*What is being asked*:
Tell how many lines in the records contain the word "sleeve"; the number alone is the answer.

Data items
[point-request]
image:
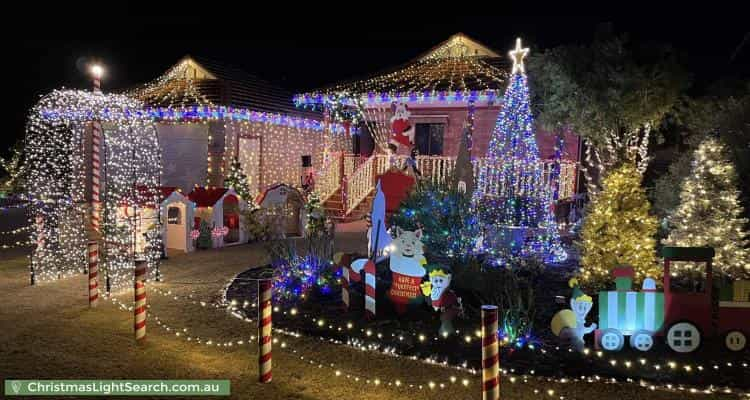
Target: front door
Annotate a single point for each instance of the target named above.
(176, 228)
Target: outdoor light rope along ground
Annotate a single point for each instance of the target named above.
(508, 372)
(365, 343)
(182, 333)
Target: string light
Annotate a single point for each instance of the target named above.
(714, 221)
(457, 71)
(56, 155)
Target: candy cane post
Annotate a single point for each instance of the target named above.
(139, 311)
(93, 253)
(264, 330)
(343, 260)
(490, 354)
(96, 142)
(370, 289)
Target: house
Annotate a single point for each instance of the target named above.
(176, 220)
(208, 114)
(287, 205)
(222, 209)
(457, 83)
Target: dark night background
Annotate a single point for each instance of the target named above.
(302, 55)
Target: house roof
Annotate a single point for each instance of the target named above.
(197, 81)
(457, 65)
(206, 197)
(166, 191)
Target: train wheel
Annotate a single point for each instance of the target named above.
(611, 340)
(735, 341)
(683, 337)
(642, 340)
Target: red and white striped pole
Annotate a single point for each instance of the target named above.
(345, 286)
(139, 310)
(344, 261)
(264, 330)
(93, 252)
(96, 143)
(490, 354)
(370, 289)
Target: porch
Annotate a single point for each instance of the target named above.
(346, 186)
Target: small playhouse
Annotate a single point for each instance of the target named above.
(222, 208)
(177, 213)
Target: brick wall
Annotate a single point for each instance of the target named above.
(484, 124)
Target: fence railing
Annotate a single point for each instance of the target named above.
(329, 180)
(360, 173)
(360, 183)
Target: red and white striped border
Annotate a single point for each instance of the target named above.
(139, 311)
(264, 331)
(490, 354)
(93, 256)
(370, 289)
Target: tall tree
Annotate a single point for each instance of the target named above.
(710, 214)
(13, 179)
(618, 229)
(610, 92)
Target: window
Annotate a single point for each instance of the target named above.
(173, 216)
(429, 138)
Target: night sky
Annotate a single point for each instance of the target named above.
(302, 54)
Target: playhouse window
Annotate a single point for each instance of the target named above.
(174, 216)
(429, 138)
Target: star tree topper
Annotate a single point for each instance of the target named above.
(518, 54)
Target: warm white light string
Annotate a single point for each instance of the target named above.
(235, 310)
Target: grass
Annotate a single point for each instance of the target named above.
(47, 331)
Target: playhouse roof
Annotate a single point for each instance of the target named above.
(196, 81)
(460, 66)
(206, 197)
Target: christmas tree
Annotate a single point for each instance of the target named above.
(511, 197)
(237, 180)
(618, 230)
(709, 213)
(316, 216)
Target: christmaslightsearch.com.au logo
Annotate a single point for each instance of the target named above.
(92, 387)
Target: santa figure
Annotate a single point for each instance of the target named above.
(402, 131)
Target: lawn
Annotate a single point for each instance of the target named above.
(48, 332)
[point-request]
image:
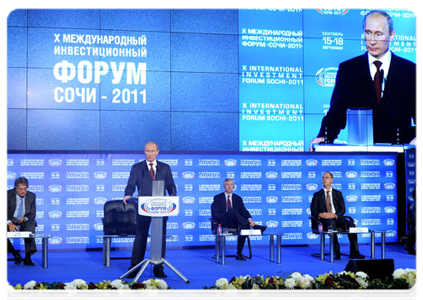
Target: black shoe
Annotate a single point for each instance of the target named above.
(410, 250)
(240, 257)
(160, 275)
(18, 259)
(262, 228)
(133, 273)
(357, 255)
(28, 262)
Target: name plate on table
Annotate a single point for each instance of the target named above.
(19, 234)
(358, 229)
(158, 206)
(250, 232)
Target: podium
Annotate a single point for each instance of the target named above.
(157, 207)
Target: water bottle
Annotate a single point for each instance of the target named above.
(320, 227)
(219, 229)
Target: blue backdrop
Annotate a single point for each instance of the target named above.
(189, 79)
(277, 189)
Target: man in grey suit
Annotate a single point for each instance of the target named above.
(328, 206)
(228, 210)
(377, 80)
(141, 178)
(20, 216)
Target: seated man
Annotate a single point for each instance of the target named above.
(228, 210)
(20, 212)
(414, 222)
(328, 206)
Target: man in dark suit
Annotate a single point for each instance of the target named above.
(328, 206)
(229, 211)
(393, 92)
(20, 216)
(141, 177)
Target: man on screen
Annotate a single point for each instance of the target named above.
(328, 206)
(141, 177)
(20, 216)
(228, 210)
(377, 80)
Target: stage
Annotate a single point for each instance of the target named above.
(195, 264)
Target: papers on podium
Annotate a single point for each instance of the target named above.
(358, 229)
(19, 234)
(250, 232)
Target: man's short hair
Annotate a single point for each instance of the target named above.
(21, 180)
(228, 179)
(331, 175)
(380, 13)
(157, 146)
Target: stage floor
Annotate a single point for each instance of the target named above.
(196, 264)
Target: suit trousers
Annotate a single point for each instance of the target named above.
(232, 219)
(30, 245)
(344, 224)
(140, 242)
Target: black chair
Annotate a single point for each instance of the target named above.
(315, 229)
(119, 220)
(214, 225)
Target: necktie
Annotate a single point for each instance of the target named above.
(20, 210)
(328, 205)
(229, 203)
(377, 82)
(151, 170)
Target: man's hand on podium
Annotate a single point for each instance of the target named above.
(415, 141)
(315, 141)
(126, 198)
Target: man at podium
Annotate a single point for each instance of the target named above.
(141, 177)
(229, 211)
(377, 80)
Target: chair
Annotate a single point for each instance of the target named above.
(119, 220)
(315, 229)
(234, 231)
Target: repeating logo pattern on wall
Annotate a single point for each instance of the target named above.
(277, 190)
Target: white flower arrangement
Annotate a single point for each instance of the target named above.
(411, 276)
(30, 285)
(70, 290)
(255, 291)
(300, 280)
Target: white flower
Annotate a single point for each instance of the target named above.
(116, 283)
(255, 291)
(221, 282)
(362, 282)
(70, 290)
(305, 282)
(231, 291)
(9, 289)
(152, 291)
(124, 290)
(296, 275)
(290, 283)
(78, 282)
(361, 275)
(398, 273)
(30, 285)
(162, 284)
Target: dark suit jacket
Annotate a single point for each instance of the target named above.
(30, 210)
(140, 178)
(401, 99)
(318, 204)
(219, 206)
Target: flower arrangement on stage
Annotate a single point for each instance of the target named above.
(296, 286)
(79, 289)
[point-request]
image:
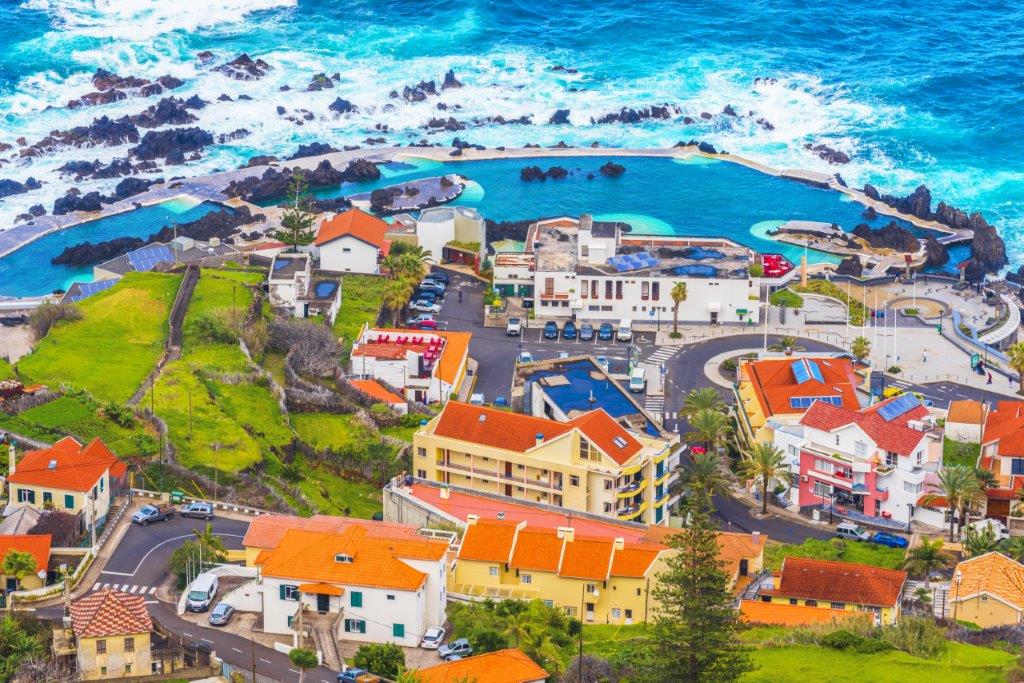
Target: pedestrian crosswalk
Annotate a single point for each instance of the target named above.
(126, 588)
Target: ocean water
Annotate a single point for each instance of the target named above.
(914, 92)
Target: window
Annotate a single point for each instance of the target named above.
(355, 626)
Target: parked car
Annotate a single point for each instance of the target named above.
(432, 638)
(199, 509)
(424, 306)
(221, 614)
(356, 675)
(459, 648)
(202, 593)
(153, 513)
(422, 322)
(439, 276)
(851, 531)
(890, 540)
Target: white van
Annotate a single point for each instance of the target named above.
(625, 330)
(638, 380)
(202, 593)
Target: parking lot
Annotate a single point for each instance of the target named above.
(496, 352)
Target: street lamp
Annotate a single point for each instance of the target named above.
(583, 600)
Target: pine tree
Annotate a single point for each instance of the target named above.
(693, 638)
(297, 221)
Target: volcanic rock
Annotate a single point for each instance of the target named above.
(244, 68)
(161, 143)
(451, 81)
(612, 170)
(8, 187)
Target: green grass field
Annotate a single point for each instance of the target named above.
(361, 297)
(116, 344)
(967, 664)
(859, 553)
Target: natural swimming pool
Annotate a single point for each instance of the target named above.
(28, 270)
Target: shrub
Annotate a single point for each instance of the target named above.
(46, 314)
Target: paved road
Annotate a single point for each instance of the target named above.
(139, 564)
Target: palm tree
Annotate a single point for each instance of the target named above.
(705, 472)
(860, 348)
(18, 564)
(304, 659)
(709, 426)
(786, 344)
(1016, 353)
(700, 399)
(678, 295)
(926, 557)
(764, 461)
(958, 485)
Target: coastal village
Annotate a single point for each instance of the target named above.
(328, 424)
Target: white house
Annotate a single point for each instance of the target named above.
(600, 270)
(877, 464)
(352, 241)
(428, 366)
(358, 586)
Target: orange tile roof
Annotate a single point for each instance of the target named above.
(776, 613)
(374, 389)
(37, 546)
(966, 412)
(602, 429)
(310, 556)
(77, 467)
(995, 574)
(537, 549)
(1006, 425)
(357, 223)
(509, 666)
(774, 383)
(267, 530)
(110, 612)
(839, 582)
(499, 429)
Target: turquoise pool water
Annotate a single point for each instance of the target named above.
(28, 271)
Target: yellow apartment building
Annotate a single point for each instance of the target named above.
(590, 463)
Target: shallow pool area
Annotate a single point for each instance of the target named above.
(28, 271)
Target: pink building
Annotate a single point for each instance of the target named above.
(879, 462)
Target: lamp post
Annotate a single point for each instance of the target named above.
(957, 579)
(583, 602)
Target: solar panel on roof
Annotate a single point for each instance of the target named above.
(898, 407)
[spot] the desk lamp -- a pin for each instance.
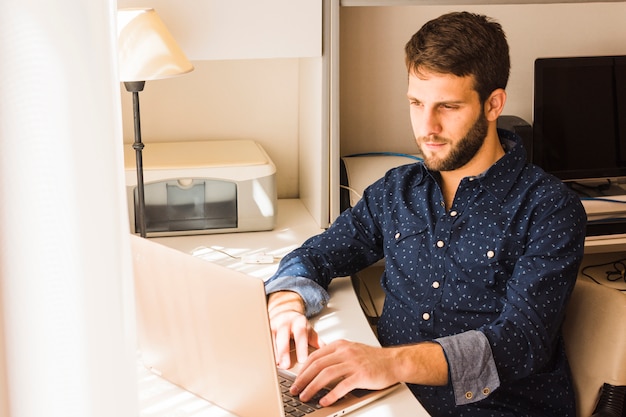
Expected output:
(147, 51)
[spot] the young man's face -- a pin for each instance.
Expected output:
(448, 120)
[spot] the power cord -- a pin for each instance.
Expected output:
(255, 258)
(617, 273)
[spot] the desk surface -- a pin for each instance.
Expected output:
(342, 319)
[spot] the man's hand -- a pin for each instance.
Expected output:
(352, 365)
(288, 322)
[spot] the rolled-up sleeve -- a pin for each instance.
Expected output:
(314, 296)
(473, 372)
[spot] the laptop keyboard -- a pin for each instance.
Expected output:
(292, 405)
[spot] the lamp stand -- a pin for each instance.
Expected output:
(135, 87)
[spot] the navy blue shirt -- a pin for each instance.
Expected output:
(488, 279)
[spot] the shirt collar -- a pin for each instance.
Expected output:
(497, 180)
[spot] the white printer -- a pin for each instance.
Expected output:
(203, 187)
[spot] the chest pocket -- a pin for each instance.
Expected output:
(406, 258)
(488, 260)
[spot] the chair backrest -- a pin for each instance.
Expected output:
(595, 340)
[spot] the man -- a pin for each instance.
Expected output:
(481, 252)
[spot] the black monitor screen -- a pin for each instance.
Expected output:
(579, 123)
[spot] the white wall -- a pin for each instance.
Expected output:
(374, 113)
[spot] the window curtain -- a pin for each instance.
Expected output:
(67, 344)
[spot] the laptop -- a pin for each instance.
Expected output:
(205, 328)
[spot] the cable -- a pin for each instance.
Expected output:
(404, 155)
(255, 258)
(352, 190)
(618, 273)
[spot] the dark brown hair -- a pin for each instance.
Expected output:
(462, 44)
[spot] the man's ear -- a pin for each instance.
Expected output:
(494, 105)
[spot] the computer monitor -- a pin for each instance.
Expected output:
(579, 126)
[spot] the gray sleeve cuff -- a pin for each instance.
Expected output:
(315, 297)
(473, 372)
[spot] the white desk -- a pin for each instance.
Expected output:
(342, 319)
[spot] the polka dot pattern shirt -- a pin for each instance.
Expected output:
(488, 279)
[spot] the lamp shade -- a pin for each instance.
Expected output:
(147, 50)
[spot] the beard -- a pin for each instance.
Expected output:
(463, 151)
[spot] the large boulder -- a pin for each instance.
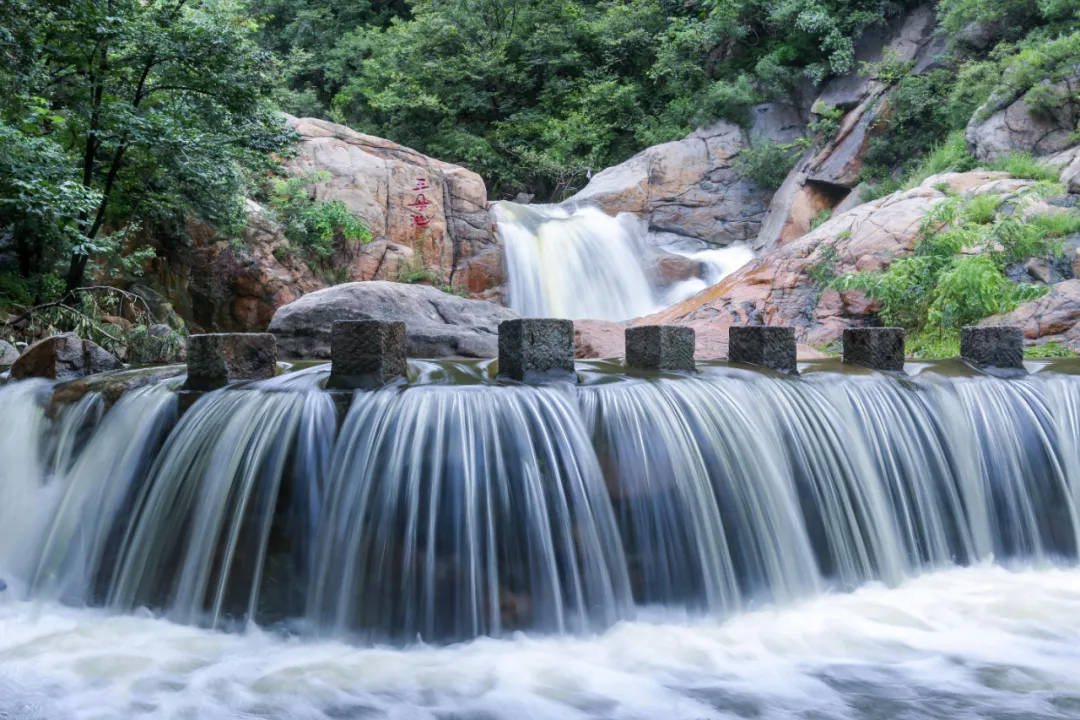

*Answer section*:
2